#### [Task instructions]
Restate the entries below verbatim.

-- Begin Given entries --

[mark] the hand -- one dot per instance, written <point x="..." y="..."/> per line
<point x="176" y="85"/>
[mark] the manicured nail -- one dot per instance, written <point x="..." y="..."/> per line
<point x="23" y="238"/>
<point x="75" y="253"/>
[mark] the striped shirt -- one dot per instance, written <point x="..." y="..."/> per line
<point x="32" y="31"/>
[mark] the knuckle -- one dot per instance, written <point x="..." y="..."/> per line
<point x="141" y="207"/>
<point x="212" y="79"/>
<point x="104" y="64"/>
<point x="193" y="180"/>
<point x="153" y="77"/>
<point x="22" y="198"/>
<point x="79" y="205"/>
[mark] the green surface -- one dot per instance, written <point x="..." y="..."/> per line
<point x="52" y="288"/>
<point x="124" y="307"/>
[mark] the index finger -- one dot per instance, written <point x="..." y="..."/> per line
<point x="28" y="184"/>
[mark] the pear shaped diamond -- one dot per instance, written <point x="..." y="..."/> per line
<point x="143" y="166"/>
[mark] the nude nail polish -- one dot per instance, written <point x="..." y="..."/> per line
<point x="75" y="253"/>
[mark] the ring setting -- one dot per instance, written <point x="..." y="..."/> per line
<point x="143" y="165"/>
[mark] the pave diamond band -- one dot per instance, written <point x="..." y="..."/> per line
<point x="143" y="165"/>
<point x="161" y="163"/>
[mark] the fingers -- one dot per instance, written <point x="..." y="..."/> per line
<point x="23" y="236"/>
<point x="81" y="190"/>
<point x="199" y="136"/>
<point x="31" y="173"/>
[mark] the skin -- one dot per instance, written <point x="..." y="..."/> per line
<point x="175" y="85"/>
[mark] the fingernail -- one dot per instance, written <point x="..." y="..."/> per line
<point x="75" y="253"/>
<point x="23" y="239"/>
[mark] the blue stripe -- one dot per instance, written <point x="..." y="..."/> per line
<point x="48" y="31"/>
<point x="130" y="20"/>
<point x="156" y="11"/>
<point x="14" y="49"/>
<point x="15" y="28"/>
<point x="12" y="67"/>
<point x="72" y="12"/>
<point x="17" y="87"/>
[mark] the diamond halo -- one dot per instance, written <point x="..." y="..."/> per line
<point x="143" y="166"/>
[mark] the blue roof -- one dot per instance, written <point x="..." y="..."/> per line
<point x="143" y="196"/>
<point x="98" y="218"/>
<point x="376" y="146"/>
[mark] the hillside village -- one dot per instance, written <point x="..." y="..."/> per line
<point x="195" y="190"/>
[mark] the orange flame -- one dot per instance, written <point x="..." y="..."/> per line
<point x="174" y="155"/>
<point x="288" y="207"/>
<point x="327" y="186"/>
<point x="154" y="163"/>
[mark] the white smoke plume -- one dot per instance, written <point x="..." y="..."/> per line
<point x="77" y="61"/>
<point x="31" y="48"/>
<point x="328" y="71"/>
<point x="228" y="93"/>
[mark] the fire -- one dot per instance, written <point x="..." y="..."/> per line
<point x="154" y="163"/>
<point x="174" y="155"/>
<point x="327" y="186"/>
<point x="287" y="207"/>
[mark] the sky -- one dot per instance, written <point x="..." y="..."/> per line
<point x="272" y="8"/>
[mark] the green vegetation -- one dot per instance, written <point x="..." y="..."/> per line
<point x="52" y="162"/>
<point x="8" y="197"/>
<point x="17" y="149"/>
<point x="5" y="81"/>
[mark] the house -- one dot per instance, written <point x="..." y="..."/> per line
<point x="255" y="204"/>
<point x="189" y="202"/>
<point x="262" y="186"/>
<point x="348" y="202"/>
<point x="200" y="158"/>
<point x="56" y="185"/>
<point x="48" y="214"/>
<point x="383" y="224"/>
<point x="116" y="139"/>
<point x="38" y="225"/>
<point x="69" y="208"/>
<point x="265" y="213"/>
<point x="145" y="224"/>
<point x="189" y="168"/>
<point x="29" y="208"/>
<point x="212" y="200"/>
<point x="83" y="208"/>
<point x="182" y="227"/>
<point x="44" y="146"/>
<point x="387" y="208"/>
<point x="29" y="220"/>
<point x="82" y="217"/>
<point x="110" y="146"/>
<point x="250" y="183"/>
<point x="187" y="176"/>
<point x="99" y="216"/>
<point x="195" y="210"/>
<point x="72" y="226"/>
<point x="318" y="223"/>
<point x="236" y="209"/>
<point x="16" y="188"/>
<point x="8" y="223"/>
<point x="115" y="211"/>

-- End Given entries --

#### [Expected answer]
[mark] the hand -- one dot per instance, written <point x="..." y="..."/> per line
<point x="176" y="85"/>
[mark] the manicured nail -- one dot per instance, written <point x="..." y="..."/> per line
<point x="23" y="238"/>
<point x="75" y="253"/>
[mark] the striped shirt -- one dot per instance, written <point x="..." y="..."/> per line
<point x="32" y="31"/>
[mark] the knuckle -- one dot per instance, written <point x="..." y="..."/> per line
<point x="141" y="207"/>
<point x="212" y="79"/>
<point x="104" y="64"/>
<point x="193" y="180"/>
<point x="153" y="77"/>
<point x="22" y="198"/>
<point x="79" y="205"/>
[mark] the green surface -- one dot per instance, written <point x="..." y="..."/> per line
<point x="52" y="288"/>
<point x="124" y="307"/>
[mark] the index finger -- one dot per instance, written <point x="..." y="..."/> per line
<point x="28" y="184"/>
[mark] the pear shaped diamond -- one dot per instance, written <point x="..." y="..."/> per line
<point x="143" y="166"/>
[mark] the nude nail polish -- one dot per instance, written <point x="..." y="..."/> per line
<point x="75" y="253"/>
[mark] the ring setting -- one dot per instance, written <point x="..." y="..."/> per line
<point x="143" y="165"/>
[mark] the pave diamond band -- one dot per instance, written <point x="..." y="..."/> per line
<point x="143" y="165"/>
<point x="161" y="163"/>
[mark] the fingers -- one dot per instance, written <point x="..." y="..."/> per line
<point x="23" y="236"/>
<point x="81" y="190"/>
<point x="199" y="136"/>
<point x="31" y="173"/>
[mark] the skin -- one dot per instance, written <point x="..." y="..."/> per line
<point x="175" y="85"/>
[mark] the fingernail -- one dot per instance, written <point x="..." y="..."/> per line
<point x="75" y="253"/>
<point x="23" y="239"/>
[mark] the blue stripe -- one dot per instance, written <point x="..." y="..."/> per line
<point x="48" y="31"/>
<point x="130" y="20"/>
<point x="156" y="11"/>
<point x="14" y="49"/>
<point x="15" y="28"/>
<point x="12" y="67"/>
<point x="72" y="12"/>
<point x="17" y="87"/>
[mark] the diamond halo -- one dot per instance, written <point x="..." y="..."/> per line
<point x="143" y="166"/>
[mark] the blue roof -- one dot per instance, written <point x="..." y="..."/> per line
<point x="143" y="196"/>
<point x="98" y="218"/>
<point x="376" y="146"/>
[mark] the hillside village -- one dot per instance, written <point x="..." y="..."/> per line
<point x="195" y="190"/>
[mark] the orange flame -- one dot per instance, written <point x="..." y="..."/> per line
<point x="174" y="155"/>
<point x="288" y="207"/>
<point x="327" y="186"/>
<point x="154" y="163"/>
[mark] the white smoke plume -- one dot per instance, written <point x="..." y="..."/> per line
<point x="77" y="61"/>
<point x="31" y="48"/>
<point x="328" y="71"/>
<point x="228" y="93"/>
[mark] the fire -- one dot per instance, written <point x="..." y="..."/> per line
<point x="154" y="163"/>
<point x="174" y="155"/>
<point x="327" y="186"/>
<point x="287" y="207"/>
[mark] the sky -- one dot per instance, written <point x="..." y="..."/> per line
<point x="272" y="8"/>
[mark] the green vegetation -- one dot per instance, written <point x="..." y="..."/> per line
<point x="52" y="162"/>
<point x="8" y="197"/>
<point x="17" y="149"/>
<point x="5" y="81"/>
[mark] the house -- one dot per instance, written <point x="..." y="..."/> per line
<point x="255" y="204"/>
<point x="189" y="202"/>
<point x="262" y="186"/>
<point x="348" y="202"/>
<point x="200" y="158"/>
<point x="56" y="185"/>
<point x="48" y="214"/>
<point x="383" y="224"/>
<point x="116" y="139"/>
<point x="38" y="225"/>
<point x="69" y="208"/>
<point x="265" y="213"/>
<point x="145" y="224"/>
<point x="189" y="168"/>
<point x="29" y="208"/>
<point x="212" y="200"/>
<point x="83" y="208"/>
<point x="182" y="227"/>
<point x="44" y="146"/>
<point x="387" y="208"/>
<point x="29" y="220"/>
<point x="82" y="217"/>
<point x="110" y="146"/>
<point x="250" y="183"/>
<point x="187" y="176"/>
<point x="99" y="216"/>
<point x="195" y="210"/>
<point x="72" y="226"/>
<point x="318" y="223"/>
<point x="236" y="209"/>
<point x="16" y="188"/>
<point x="8" y="223"/>
<point x="115" y="211"/>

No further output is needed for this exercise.